Ausgewählter Text:
*-*-*
In Berlin weiß man das und so hat die Deutsche Bahn mit der Berliner Stadtmission 2015 das bisher einzige Hygienecenter in Deutschland eröffnet. "Dort haben Obdachlose und Bedürftige die Möglichkeit, sich zu duschen, sich zu rasieren oder sich auch mal die Haare schneiden zu lassen", erklärt Ortrud Wohlwend, Leiterin der Öffentlichkeitsarbeit der Berliner Stadtmission. "Das Angebot ist kostenlos und steht jedem zur Verfügung." Wohlwend berichtet t-online.de, dass das Angebot gerne angenommen werde. Die Hygiene und die Pflege gebe ihnen ein Stück Würde zurück. Einige nehmen das kostenlose Angebot sogar fast täglich an, erklärt Wohlwend stolz.
Aufgrund der extremen Hitze will der Berliner Senat am Wochenende kostenlose Wasserflaschen und Sonnencreme an Obdachlose verteilen.
*-*-*
Aufgabe: Übertragen Sie diesen Satz aus dem Text über das Berliner Hygienecenter ins Englische: „Aufgrund der extremen Hitze will der Berliner Senat am Wochenende kostenlose Wasserflaschen und Sonnencreme an Obdachlose verteilen.“
*-*-*
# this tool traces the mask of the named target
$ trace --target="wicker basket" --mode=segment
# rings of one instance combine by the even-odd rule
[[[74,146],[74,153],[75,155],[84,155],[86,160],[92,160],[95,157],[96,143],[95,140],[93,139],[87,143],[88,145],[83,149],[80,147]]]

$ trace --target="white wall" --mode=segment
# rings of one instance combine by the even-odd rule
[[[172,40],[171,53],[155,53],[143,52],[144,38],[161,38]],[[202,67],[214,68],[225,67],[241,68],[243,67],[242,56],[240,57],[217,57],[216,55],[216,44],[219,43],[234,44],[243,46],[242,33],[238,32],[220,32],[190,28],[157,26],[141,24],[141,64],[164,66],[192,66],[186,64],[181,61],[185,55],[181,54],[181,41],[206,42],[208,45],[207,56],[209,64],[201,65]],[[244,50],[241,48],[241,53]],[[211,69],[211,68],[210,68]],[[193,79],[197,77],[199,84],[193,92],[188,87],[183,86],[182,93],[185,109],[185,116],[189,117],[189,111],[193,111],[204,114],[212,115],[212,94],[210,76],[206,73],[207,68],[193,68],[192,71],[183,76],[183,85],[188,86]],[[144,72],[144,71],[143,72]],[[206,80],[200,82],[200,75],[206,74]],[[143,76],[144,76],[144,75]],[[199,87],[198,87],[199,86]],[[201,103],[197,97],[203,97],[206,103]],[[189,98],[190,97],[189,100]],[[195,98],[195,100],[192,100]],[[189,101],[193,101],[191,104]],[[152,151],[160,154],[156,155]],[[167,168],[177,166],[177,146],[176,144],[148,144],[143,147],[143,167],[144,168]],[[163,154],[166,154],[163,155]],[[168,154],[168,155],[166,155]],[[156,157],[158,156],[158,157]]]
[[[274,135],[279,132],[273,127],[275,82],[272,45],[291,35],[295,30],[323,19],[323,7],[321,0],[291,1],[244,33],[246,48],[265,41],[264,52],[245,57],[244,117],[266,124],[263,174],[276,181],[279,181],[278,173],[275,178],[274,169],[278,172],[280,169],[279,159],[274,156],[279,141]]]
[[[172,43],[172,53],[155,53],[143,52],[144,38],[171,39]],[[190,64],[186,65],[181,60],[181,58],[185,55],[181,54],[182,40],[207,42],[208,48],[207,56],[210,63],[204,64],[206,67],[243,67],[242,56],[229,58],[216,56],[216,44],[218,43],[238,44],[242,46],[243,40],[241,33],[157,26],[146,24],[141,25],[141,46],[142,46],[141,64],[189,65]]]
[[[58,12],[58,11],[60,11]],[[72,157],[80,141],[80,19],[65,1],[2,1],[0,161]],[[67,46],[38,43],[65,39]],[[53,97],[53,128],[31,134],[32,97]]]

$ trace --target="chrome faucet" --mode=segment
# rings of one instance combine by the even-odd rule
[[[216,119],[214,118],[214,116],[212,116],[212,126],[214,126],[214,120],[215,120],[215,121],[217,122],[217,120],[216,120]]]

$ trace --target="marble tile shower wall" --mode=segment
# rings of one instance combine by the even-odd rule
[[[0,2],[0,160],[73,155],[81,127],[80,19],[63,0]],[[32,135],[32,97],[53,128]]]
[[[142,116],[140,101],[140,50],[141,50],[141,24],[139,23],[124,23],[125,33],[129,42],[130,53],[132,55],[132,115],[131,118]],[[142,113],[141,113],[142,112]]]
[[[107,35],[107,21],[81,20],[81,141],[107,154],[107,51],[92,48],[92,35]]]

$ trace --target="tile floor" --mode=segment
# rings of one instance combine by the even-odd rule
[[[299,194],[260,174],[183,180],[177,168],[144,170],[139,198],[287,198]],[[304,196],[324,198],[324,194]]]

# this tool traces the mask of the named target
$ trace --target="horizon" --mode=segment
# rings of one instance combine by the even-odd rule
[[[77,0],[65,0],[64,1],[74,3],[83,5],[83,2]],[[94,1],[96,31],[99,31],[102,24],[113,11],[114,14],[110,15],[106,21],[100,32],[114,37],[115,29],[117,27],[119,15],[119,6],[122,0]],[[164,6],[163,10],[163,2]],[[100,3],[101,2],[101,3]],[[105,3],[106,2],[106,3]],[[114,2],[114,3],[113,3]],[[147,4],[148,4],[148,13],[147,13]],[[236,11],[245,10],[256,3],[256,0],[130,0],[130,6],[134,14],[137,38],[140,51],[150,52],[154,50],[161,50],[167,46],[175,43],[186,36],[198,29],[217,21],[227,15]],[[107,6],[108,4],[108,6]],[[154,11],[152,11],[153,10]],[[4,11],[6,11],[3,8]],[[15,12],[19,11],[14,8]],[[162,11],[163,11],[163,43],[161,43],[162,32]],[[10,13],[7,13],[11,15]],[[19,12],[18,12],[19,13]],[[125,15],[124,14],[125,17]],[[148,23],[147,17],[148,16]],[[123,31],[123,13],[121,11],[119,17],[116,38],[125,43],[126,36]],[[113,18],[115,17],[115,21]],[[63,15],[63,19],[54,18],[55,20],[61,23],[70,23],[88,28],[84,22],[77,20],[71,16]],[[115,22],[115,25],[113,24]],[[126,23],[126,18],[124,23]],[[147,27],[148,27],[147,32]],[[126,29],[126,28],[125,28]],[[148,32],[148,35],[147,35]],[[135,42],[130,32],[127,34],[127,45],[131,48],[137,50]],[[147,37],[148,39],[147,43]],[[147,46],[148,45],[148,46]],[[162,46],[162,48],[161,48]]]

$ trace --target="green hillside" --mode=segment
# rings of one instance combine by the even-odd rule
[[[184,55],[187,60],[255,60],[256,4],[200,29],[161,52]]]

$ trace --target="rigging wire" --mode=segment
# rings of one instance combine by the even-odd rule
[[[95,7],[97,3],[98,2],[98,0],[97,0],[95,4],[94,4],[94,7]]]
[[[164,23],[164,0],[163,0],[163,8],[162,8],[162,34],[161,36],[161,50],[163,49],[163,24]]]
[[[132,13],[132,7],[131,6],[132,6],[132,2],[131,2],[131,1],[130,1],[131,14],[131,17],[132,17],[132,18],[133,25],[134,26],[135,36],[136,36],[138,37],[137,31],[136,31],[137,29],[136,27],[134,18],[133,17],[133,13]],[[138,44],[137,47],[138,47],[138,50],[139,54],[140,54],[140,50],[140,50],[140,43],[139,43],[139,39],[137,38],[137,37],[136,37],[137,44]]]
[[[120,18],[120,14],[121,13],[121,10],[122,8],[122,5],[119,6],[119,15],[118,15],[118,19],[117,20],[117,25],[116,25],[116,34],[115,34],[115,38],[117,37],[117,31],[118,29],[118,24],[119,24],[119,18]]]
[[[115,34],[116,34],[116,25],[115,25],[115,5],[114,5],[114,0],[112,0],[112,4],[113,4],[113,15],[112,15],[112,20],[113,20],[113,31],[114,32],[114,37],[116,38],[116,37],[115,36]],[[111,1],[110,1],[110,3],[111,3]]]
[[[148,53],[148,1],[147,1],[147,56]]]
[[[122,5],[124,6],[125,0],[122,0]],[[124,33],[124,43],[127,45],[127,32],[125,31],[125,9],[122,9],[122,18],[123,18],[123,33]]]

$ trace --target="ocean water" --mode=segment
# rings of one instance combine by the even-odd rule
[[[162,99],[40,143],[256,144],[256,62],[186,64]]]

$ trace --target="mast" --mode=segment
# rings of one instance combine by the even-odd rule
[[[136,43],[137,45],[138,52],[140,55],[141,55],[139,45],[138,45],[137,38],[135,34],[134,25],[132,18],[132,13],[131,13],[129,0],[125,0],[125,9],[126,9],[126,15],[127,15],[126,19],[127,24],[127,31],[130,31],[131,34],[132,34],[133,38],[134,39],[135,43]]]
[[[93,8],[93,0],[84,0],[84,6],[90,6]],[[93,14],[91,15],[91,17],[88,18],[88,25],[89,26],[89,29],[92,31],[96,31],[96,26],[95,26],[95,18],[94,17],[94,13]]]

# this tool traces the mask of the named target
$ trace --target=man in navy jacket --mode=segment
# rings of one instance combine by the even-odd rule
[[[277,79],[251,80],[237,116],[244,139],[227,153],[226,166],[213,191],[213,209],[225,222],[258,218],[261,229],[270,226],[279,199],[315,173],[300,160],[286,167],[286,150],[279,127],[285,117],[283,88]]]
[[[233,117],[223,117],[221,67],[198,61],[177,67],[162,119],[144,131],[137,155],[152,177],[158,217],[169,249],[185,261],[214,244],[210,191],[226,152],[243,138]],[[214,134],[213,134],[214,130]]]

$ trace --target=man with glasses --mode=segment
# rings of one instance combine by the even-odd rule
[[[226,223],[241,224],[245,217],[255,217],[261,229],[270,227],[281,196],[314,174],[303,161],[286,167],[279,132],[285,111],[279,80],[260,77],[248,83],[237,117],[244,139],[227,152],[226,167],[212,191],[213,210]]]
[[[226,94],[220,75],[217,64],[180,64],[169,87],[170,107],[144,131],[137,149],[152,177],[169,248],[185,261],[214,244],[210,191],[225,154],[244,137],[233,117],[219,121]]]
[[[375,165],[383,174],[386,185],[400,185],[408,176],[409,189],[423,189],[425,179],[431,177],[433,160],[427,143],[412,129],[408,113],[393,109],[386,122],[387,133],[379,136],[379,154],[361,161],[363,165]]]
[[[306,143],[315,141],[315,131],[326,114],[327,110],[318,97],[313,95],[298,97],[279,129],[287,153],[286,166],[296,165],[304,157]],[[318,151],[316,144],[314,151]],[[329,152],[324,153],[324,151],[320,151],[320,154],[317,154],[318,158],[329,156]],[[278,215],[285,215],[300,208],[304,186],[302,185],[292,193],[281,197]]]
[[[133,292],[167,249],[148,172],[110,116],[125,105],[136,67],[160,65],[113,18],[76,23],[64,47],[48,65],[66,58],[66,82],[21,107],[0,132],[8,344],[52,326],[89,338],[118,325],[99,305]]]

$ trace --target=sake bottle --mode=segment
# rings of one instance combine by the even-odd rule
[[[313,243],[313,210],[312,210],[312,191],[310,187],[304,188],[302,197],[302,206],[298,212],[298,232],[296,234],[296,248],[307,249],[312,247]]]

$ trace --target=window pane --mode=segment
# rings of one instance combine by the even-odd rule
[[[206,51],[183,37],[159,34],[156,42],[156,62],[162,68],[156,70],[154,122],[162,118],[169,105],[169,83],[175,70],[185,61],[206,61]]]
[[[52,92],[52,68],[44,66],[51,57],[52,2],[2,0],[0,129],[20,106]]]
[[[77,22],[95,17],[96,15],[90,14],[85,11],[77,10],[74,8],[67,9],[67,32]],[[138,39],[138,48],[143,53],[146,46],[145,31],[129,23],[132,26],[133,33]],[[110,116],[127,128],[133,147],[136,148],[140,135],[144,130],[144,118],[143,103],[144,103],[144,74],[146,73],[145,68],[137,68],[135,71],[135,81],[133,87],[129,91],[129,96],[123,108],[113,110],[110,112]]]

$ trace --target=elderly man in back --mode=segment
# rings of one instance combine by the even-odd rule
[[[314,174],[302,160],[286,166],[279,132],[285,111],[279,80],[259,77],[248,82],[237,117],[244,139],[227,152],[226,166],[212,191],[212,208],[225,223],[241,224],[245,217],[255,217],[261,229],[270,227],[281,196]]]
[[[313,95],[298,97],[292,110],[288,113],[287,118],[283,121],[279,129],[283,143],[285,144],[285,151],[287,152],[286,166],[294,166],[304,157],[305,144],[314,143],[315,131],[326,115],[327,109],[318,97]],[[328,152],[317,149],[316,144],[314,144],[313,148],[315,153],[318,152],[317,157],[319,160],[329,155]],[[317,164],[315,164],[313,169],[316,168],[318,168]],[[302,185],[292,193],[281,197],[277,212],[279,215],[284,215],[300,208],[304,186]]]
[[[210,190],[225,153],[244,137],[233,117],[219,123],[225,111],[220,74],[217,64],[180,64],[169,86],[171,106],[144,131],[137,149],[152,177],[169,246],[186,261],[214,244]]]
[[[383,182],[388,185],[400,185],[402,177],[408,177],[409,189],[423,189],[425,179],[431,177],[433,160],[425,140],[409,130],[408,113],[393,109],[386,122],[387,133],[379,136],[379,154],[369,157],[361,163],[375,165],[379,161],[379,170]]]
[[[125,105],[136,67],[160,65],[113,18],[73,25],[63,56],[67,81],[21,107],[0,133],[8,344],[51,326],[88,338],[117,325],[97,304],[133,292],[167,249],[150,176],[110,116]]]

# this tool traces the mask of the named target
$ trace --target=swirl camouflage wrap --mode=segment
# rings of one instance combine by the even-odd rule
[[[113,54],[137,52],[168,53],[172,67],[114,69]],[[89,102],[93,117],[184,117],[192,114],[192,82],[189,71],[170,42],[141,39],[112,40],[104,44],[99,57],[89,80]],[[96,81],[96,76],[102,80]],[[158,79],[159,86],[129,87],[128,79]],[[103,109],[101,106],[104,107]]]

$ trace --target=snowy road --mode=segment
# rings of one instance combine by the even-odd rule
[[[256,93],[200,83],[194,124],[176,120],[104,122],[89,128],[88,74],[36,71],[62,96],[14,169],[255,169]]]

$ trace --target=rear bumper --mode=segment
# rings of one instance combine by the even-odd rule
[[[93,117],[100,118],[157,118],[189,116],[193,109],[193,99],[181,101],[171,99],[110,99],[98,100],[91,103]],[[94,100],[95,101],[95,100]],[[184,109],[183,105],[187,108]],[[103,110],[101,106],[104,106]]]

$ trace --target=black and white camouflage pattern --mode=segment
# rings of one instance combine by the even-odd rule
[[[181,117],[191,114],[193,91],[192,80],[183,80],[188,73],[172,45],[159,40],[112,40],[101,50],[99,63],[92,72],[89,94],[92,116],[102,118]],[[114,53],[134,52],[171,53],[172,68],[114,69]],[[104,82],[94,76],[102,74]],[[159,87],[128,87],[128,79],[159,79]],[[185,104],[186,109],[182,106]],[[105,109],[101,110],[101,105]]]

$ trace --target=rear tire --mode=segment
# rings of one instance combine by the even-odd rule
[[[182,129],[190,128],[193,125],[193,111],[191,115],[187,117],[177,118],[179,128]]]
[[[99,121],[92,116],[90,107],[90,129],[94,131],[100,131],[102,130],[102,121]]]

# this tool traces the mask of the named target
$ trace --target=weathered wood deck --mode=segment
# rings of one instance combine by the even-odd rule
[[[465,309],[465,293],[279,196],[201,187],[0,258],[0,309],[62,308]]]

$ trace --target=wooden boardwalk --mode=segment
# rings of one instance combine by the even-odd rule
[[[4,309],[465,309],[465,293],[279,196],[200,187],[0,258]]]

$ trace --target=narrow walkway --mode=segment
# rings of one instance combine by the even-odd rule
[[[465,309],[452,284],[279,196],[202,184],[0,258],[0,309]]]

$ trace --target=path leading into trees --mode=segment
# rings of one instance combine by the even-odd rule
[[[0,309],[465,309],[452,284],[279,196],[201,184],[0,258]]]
*-*-*
Lösung: Due to the extreme heat, the Berlin Senate intends to hand out free bottles of water and sunscreen to homeless people over the weekend.